A Tor Vergata si programma una sperimentazione con le mesenchimiali

Un recente studio italiano, pubblicato sull’ European Resipratory Journal, ha indagato le potenzialità delle cellule staminali embrionali epiteliali per il trattamento della Fibrosi Polmonare idiopatica (IPF). Lo studio, condotto dal prof. Cesare Saltini e con il team di ricerca del Centro di Genetica Medica del Prof Giuseppe Novelli all’Università di Tor Vergata di Roma, ha sperimentato sul modello animale le potenzialità rigenerative e antinfiammatorie delle cellule staminali sulla malattia polmonare.

I topi così trattati hanno mostrato una rigenerazione polmonare.  Il prof. Saltini ci ha spiegato che difficilmente in Italia questo tipo di sperimentazione potrà essere immediatamente trasportata sui pazienti umani, a causa delle problematiche di carattere etico legate all’utilizzo delle cellule staminali embrionali. Ci ha però spiegato che esiste un’altra via percorribile che interessa le cellule staminali mesenchimali (cellule staminali adulte, più facilmente gestibili). “Esiste uno studio in corso che utilizza le cellule staminali mesenchimali, estratte dal tessuto adiposo sottocutaneo, sui pazienti affetti da Fibrosi Polmonare Idiopatica. Queste cellule agiscono da immunosoppressori riducendo lo stato infiammatorio dei pazienti. Questa potrebbe essere una nuova prospettiva ed abbiamo in corso la programmazione di una sperimentazione in collaborazione con il Prof . Valerio Cervelli  , della Chirurgia Plastica di Tor Vergata.”

Dati forniti:
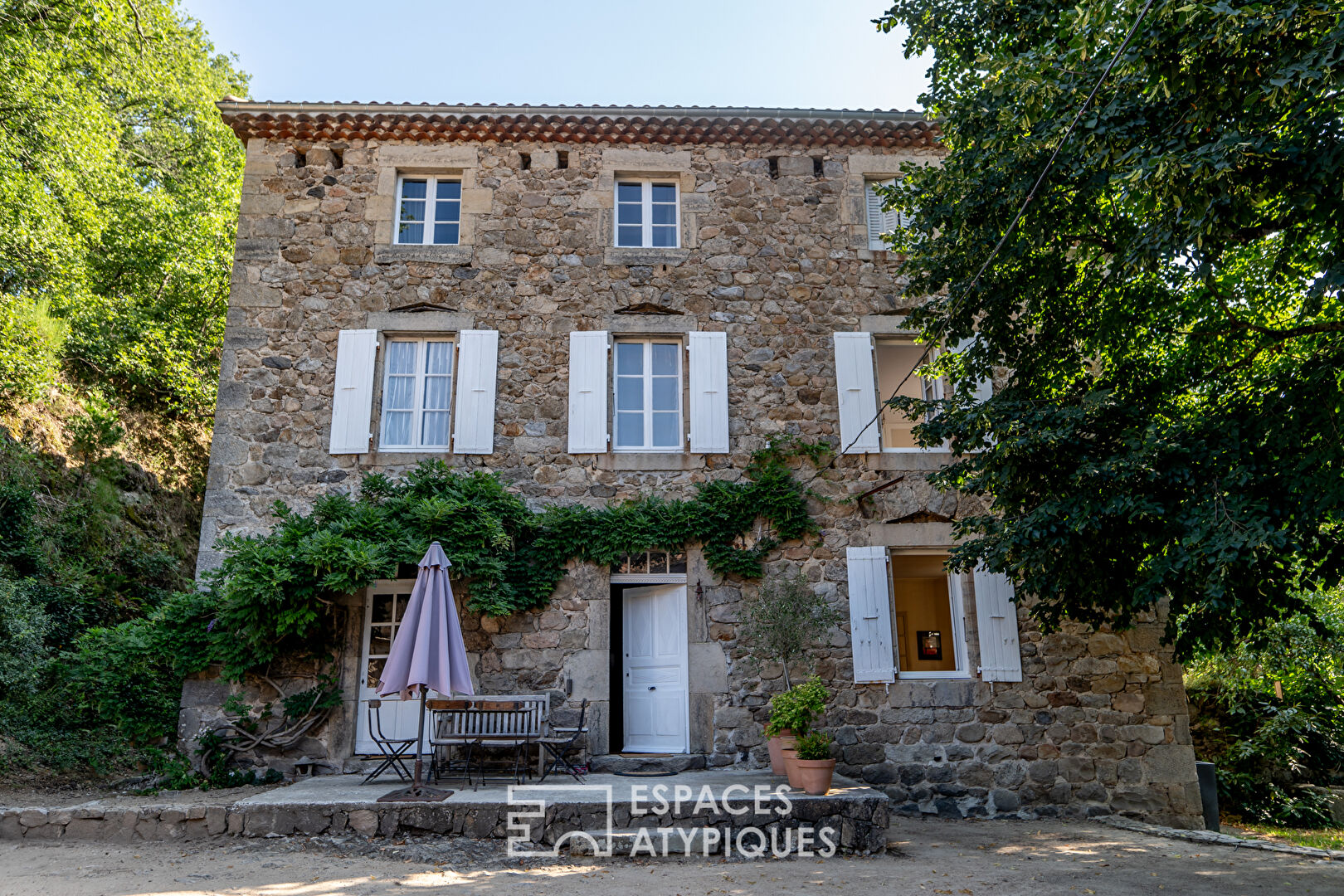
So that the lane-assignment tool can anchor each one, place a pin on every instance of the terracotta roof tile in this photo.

...

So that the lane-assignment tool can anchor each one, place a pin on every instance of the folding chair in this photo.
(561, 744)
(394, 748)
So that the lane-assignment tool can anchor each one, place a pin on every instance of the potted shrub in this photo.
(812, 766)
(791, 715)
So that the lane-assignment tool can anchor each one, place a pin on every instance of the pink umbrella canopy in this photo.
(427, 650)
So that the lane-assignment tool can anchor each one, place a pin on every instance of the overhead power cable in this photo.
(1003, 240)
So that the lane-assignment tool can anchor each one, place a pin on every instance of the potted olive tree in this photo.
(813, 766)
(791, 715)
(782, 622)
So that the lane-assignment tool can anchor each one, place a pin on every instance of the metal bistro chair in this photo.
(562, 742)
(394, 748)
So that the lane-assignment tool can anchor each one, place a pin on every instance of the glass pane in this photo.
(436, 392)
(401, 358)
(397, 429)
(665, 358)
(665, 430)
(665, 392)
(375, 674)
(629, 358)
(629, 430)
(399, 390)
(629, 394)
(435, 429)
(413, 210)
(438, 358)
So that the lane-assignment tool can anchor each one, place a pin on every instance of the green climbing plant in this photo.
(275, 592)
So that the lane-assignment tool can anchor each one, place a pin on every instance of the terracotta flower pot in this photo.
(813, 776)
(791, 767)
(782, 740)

Consegna: Puoi ricopiare dal testo sulle cellule staminali il passo che comincia con le parole "A Tor Vergata" e si chiude dopo "sulla malattia polmonare."?

Risposta:
A Tor Vergata si programma una sperimentazione con le mesenchimiali

Un recente studio italiano, pubblicato sull’ European Resipratory Journal, ha indagato le potenzialità delle cellule staminali embrionali epiteliali per il trattamento della Fibrosi Polmonare idiopatica (IPF). Lo studio, condotto dal prof. Cesare Saltini e con il team di ricerca del Centro di Genetica Medica del Prof Giuseppe Novelli all’Università di Tor Vergata di Roma, ha sperimentato sul modello animale le potenzialità rigenerative e antinfiammatorie delle cellule staminali sulla malattia polmonare.